GIVEN PROBLEM –
Turn every line of the entries below into a JSON list of strings, one string per line, leaving out any blank lines.

[Named object pointing entries]

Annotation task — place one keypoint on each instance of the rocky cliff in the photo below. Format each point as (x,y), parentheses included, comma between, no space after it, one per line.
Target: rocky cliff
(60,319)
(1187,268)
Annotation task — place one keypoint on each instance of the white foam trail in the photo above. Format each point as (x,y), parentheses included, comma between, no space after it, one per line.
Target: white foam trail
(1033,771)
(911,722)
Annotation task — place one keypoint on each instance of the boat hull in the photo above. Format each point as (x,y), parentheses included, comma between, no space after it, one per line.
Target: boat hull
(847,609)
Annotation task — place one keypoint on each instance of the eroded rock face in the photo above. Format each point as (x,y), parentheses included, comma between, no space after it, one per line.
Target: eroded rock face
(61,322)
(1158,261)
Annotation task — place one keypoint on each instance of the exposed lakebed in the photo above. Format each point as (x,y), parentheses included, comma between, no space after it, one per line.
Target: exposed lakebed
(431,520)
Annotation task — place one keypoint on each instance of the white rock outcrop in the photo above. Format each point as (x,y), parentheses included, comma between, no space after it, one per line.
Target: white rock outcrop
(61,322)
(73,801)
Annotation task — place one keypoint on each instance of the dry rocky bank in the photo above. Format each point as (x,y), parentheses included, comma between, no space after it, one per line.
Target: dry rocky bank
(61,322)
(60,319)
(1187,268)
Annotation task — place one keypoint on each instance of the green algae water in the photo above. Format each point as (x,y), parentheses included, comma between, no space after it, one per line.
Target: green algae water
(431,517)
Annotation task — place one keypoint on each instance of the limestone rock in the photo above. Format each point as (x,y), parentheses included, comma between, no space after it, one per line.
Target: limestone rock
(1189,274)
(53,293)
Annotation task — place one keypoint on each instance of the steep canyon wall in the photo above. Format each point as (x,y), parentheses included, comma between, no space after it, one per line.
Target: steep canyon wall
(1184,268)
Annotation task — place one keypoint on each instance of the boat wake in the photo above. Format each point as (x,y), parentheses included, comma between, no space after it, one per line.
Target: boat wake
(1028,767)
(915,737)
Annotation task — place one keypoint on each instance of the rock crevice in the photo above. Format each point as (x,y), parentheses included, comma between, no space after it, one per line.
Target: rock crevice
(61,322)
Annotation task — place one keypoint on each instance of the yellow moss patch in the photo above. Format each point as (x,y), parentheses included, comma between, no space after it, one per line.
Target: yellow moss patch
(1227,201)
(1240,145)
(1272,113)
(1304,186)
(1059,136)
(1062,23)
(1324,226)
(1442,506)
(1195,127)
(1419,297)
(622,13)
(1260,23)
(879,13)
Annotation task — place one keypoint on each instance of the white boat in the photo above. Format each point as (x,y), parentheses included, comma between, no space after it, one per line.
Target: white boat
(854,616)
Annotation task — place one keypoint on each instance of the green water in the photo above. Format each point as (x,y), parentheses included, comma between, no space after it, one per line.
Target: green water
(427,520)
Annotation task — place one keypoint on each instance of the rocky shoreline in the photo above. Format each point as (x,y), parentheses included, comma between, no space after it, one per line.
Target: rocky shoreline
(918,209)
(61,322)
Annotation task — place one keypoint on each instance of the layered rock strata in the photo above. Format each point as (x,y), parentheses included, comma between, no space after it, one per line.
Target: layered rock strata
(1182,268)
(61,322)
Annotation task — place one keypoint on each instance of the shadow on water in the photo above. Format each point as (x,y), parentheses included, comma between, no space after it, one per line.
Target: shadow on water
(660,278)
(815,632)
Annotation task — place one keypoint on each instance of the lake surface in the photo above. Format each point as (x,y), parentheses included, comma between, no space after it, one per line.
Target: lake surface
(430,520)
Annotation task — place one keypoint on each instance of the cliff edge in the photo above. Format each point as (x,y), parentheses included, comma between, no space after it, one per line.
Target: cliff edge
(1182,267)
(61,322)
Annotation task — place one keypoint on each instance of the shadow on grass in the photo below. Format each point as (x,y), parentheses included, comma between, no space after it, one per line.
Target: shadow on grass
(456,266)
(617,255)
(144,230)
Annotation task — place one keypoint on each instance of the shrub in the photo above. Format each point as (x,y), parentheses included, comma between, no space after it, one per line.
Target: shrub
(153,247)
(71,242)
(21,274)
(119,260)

EXERCISE RESULT –
[
  "Annotation task — place one keypoint on each instance of the rocky cliff in the photo below. Format each point as (x,y), parentheses included, comma between, no space after it, one per line.",
  "Target: rocky cliff",
  "(60,319)",
  "(1187,268)",
  "Annotation task — place one keypoint on each instance of the white foam trail in the photo above. Format each point as (x,y), parentheses included, comma between, no space after it, one per line.",
  "Target: white foam trail",
  "(1033,771)",
  "(911,722)",
  "Annotation task — place one keypoint on each instance of the boat hull in the photo above. Format each point as (x,y), parentheses included, comma between, no space after it, one per line.",
  "Target: boat hull",
  "(847,609)",
  "Annotation task — place one keypoint on each instance of the eroded rock face in the photo above. Format each point as (x,y), parentheses included, comma between, no space after it, one per line.",
  "Target: eroded rock face",
  "(61,322)",
  "(1158,261)",
  "Annotation task — place one keypoint on each instance of the exposed lakebed in the photo above. Format each point as (x,y), parentheses included, comma between, no space after it, one per line.",
  "Target: exposed lakebed",
  "(431,520)",
  "Annotation task — place one keypoint on each instance of the white rock outcrop in the photo above. Format each point as (x,y), parentheses included, comma between, no space after it, one per line.",
  "Target: white rock outcrop",
  "(61,322)",
  "(73,801)",
  "Annotation task — place one keypoint on each instance of the dry rocky bank in the photo above. Format each point as (x,y), parentheses included, comma between, no space after it, one per line.",
  "Target: dry rocky bank",
  "(61,322)",
  "(60,319)",
  "(1187,268)",
  "Annotation task — place one keypoint on each instance of the green algae water in the photo above. Format each point as (x,y), parentheses included, comma between, no space after it, one per line.",
  "Target: green algae water",
  "(431,517)",
  "Annotation task — place one keypoint on each instance of the limestone rock in the photo above. Format each point as (x,y), parentheses included, comma between, no space after it, one per line.",
  "Target: limestone rock",
  "(1189,274)",
  "(53,293)",
  "Annotation task — place one keypoint on each instance of the steep canyon wall in the photo above. Format each point as (x,y), parentheses included, comma between, no space after it, one per line.",
  "Target: steep canyon wall",
  "(1184,268)",
  "Annotation task — place one keypoint on each instance of the boat wake in the photo above. Format each point as (x,y), parentheses included, comma between, no space after it, one per line.",
  "Target: boat wake",
  "(1028,767)",
  "(915,737)",
  "Annotation task — place one keypoint on each instance of the rock crevice in the photo above. Format each point as (x,y), parentheses included, comma between, no space after it, one per line.",
  "Target: rock crevice",
  "(61,322)",
  "Annotation task — place one keypoint on each instance of the yellow moss patch in the photo above. Format each point as (x,y), parentheses included, comma between, no space after it, one per line.",
  "Target: yellow moss patch",
  "(1227,201)",
  "(1240,145)",
  "(1272,113)",
  "(1304,186)",
  "(1059,136)",
  "(1062,23)",
  "(1324,226)",
  "(1442,506)",
  "(1195,127)",
  "(1419,297)",
  "(622,13)",
  "(1260,23)",
  "(879,13)",
  "Annotation task — place one keypoint on each instance of the white boat in the photo above. Format each point as (x,y), parentheses included, comma between, no space after it, one per line.",
  "Target: white boat",
  "(854,616)",
  "Annotation task — place one keypoint on each instance of the green water in the photo above. Format each point as (x,y), parentheses included, comma between, no space after it, one per line.",
  "Target: green water",
  "(427,520)",
  "Annotation task — place one keypoint on each instance of the rocky shoreline in the photo above. Format each point as (x,y), parentheses included, comma between, no space after it, one per line.",
  "Target: rocky shoreline",
  "(918,209)",
  "(61,322)",
  "Annotation task — place one keypoint on each instance of the layered rock strata in the photo above. Format each point as (x,y), parentheses included, comma between, no space after it, one per line.",
  "Target: layered rock strata",
  "(1182,268)",
  "(61,322)",
  "Annotation task — place one keypoint on each instance of the shadow on water in the photo above. Format each point as (x,y), parentheses included, comma between, no space after it, one per line.",
  "Target: shadow on water",
  "(660,278)",
  "(815,632)",
  "Annotation task — place one keypoint on each instance of the lake surface in the photo above. Format each point as (x,y), parentheses included, comma between, no space after it, one per line.",
  "Target: lake surface",
  "(430,520)",
  "Annotation task — place one keypoint on each instance of the cliff edge in the photo above. Format each point as (x,y), parentheses included, comma between, no space after it, one per line.",
  "Target: cliff edge",
  "(1182,267)",
  "(61,322)",
  "Annotation task — place one keypoint on each instance of the shadow on grass in the photo below. Format each point as (x,y), parentheses included, comma between, no space after it, one per line.",
  "Target: shadow on grass",
  "(456,266)",
  "(617,255)",
  "(144,230)",
  "Annotation task — place one keypoint on each instance of the shrub in the photo above. Format each point as (x,y), parentheses included, comma between, no space after it, one per line.",
  "Target: shrub",
  "(153,247)",
  "(71,242)",
  "(21,274)",
  "(119,260)"
]